Stored data
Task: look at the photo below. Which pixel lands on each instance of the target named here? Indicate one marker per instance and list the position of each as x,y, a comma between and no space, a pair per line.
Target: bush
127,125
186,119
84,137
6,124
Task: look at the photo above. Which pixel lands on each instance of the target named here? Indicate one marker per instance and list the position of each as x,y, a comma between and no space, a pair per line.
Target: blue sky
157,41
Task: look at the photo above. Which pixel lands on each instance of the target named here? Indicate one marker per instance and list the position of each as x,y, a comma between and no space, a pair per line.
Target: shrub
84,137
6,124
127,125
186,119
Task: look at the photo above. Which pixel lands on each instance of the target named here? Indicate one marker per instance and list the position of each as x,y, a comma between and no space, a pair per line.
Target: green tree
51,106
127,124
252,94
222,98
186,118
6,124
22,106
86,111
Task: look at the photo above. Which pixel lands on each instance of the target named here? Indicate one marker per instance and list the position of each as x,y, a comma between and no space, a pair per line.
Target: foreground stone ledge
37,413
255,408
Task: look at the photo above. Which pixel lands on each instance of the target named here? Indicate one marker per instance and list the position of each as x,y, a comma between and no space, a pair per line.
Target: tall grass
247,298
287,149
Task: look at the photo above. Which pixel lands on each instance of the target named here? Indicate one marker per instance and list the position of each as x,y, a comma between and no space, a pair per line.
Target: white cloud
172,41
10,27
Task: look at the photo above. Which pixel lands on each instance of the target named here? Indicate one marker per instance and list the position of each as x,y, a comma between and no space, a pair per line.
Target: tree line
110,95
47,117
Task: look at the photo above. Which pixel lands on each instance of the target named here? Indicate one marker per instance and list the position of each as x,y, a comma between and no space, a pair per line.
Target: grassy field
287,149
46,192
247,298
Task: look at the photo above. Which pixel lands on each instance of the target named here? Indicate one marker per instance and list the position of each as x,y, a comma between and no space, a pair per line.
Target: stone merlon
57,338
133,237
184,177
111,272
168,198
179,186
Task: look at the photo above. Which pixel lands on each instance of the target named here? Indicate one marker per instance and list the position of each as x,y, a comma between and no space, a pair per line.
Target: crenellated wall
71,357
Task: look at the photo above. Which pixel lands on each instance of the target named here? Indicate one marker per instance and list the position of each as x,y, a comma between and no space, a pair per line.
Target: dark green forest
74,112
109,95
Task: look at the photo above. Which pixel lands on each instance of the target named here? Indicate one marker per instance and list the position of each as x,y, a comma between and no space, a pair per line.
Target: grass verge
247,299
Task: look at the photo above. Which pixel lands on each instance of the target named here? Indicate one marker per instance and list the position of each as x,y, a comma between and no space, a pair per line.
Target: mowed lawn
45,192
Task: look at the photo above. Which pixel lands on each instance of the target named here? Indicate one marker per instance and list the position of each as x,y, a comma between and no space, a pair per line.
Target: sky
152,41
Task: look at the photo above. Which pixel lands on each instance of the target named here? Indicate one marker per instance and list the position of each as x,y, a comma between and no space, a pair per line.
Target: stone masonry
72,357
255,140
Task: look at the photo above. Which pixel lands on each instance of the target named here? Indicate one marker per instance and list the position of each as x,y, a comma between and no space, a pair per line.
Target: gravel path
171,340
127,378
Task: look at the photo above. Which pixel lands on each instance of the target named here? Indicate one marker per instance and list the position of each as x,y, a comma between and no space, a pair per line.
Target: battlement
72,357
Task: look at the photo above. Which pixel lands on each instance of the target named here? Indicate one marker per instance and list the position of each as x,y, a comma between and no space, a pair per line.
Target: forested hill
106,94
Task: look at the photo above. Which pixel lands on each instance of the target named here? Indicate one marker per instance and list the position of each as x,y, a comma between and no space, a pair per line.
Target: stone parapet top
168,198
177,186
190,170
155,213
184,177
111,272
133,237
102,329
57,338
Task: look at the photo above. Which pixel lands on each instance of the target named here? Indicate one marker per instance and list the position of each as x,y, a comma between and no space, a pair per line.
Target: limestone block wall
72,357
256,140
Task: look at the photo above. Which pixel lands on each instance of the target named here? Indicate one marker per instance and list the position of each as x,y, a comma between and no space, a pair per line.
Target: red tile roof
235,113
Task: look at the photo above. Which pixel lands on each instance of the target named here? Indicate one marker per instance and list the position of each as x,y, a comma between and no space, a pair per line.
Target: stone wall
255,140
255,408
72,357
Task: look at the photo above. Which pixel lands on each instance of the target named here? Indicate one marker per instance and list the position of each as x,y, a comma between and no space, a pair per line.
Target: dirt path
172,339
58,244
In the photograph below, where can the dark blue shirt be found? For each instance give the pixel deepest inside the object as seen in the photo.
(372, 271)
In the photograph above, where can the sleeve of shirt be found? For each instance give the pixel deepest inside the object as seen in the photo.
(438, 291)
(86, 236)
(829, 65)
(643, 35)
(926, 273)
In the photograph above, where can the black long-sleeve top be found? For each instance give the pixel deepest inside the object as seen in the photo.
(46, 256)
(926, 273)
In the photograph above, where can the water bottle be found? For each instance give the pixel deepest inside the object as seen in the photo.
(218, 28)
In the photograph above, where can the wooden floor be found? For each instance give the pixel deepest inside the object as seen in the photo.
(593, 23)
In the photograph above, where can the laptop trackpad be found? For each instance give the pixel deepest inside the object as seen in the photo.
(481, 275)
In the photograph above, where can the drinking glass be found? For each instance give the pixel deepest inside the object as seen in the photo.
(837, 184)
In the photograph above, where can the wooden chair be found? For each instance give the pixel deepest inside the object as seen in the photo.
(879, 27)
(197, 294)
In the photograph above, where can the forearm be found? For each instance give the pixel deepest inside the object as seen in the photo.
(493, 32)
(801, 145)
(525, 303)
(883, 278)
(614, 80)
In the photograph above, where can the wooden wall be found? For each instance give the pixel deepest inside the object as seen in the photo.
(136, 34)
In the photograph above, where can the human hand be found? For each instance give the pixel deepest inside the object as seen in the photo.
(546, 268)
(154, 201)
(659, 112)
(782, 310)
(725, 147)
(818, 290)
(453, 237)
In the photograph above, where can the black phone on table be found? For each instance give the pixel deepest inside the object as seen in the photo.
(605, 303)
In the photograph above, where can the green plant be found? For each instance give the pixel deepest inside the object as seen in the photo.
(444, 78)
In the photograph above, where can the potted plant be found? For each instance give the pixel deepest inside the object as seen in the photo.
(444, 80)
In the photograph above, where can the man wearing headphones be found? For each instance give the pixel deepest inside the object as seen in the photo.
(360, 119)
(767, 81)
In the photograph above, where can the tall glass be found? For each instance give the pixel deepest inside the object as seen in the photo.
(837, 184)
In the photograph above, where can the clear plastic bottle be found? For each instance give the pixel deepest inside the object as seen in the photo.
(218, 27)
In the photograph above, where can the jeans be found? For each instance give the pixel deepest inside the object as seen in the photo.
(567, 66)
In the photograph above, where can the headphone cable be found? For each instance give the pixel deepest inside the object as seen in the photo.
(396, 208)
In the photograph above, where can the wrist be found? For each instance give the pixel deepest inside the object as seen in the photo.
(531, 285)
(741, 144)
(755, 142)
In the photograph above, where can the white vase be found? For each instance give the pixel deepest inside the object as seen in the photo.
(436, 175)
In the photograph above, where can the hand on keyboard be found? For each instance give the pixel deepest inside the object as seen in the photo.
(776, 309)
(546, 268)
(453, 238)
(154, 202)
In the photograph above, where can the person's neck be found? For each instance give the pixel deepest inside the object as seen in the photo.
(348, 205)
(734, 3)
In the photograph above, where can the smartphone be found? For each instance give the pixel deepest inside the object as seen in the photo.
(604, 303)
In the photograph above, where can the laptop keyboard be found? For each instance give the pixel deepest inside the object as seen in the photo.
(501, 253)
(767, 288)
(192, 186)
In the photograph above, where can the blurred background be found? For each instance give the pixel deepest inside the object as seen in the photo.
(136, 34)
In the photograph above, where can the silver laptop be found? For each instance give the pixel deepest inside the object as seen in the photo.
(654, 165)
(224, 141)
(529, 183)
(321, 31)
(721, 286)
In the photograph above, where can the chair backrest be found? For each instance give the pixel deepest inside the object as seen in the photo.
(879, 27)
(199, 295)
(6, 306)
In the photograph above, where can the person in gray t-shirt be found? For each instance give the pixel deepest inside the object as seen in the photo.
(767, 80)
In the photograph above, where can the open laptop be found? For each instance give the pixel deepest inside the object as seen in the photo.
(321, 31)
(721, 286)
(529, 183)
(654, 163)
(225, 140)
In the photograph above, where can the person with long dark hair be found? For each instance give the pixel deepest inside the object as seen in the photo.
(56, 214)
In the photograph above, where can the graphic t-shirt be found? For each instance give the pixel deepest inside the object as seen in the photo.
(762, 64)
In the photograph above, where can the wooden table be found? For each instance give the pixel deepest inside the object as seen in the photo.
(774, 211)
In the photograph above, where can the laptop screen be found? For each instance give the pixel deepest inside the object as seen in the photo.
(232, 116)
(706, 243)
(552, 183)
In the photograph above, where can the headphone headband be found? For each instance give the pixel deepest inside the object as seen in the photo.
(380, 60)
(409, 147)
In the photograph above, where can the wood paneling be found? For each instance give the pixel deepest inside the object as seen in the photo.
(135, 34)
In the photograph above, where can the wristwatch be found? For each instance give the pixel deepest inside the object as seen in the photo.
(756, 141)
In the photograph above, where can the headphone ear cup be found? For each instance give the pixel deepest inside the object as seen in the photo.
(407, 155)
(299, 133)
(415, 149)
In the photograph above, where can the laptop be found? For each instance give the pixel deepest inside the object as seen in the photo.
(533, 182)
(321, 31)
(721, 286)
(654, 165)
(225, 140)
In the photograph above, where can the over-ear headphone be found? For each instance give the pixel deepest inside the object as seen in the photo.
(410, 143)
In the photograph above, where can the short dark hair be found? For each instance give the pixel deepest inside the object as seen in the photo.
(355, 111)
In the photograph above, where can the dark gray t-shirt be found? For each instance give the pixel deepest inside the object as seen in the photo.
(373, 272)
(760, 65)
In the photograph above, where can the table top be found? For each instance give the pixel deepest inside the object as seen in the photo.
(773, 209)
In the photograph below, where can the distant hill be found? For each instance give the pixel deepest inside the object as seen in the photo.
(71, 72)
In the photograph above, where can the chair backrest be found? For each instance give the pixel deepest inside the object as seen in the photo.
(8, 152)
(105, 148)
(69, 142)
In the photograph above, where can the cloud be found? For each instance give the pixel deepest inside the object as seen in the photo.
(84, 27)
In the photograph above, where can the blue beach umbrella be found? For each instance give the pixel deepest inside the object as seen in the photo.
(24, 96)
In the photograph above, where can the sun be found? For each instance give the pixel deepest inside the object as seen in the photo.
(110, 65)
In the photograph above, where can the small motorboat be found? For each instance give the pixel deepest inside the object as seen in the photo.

• [WHAT THE TASK REQUIRES]: An exact copy of the lines from the one containing "In the photograph below, where can the distant" through the end of the data above is the whole answer.

• [EXERCISE RESULT]:
In the photograph below, where can the distant hill be found? For each instance give the pixel deepest inside the object as seen in the photo.
(71, 72)
In the photograph above, where can the chair backrest be found? For each instance give the pixel deepest inside the object as seen in the photo.
(8, 152)
(105, 148)
(69, 142)
In the photograph above, where can the cloud be found? For each instance give the pixel deepest inside the object as seen in the photo.
(84, 27)
In the photograph above, where can the blue beach umbrella be found? For each instance give the pixel deepest inside the object as seen in the photo.
(24, 96)
In the photograph above, where can the sun be found? For each instance give the pixel deepest inside the object as seen in the photo.
(110, 65)
In the photograph above, where can the small motorboat be found? For each instance give the pixel deepest inside the object as seen in the photo.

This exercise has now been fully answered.